* start Supplied records *
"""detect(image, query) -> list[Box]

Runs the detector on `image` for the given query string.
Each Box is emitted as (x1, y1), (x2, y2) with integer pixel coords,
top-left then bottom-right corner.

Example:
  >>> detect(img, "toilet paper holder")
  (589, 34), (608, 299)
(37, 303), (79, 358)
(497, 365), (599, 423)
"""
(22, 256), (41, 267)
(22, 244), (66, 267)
* end Supplied records *
* start Supplied records *
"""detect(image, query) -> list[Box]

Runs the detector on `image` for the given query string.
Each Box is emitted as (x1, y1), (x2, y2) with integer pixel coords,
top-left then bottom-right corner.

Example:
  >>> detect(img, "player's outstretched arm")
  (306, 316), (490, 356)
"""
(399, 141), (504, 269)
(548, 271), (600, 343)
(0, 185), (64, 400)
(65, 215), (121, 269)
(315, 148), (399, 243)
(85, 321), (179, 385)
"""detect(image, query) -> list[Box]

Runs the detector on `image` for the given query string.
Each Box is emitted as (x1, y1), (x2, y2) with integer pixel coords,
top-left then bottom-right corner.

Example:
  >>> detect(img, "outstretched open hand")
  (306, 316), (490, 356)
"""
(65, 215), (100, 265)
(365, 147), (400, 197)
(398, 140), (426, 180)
* end Supplied records *
● **Task objective**
Which lines in the records above contain the word "outstretched"? Extract each of them in full, treating uppercase and lowercase as different.

● **Written reply**
  >>> detect(img, "player's outstretched arm")
  >>> detect(img, "outstretched open hand")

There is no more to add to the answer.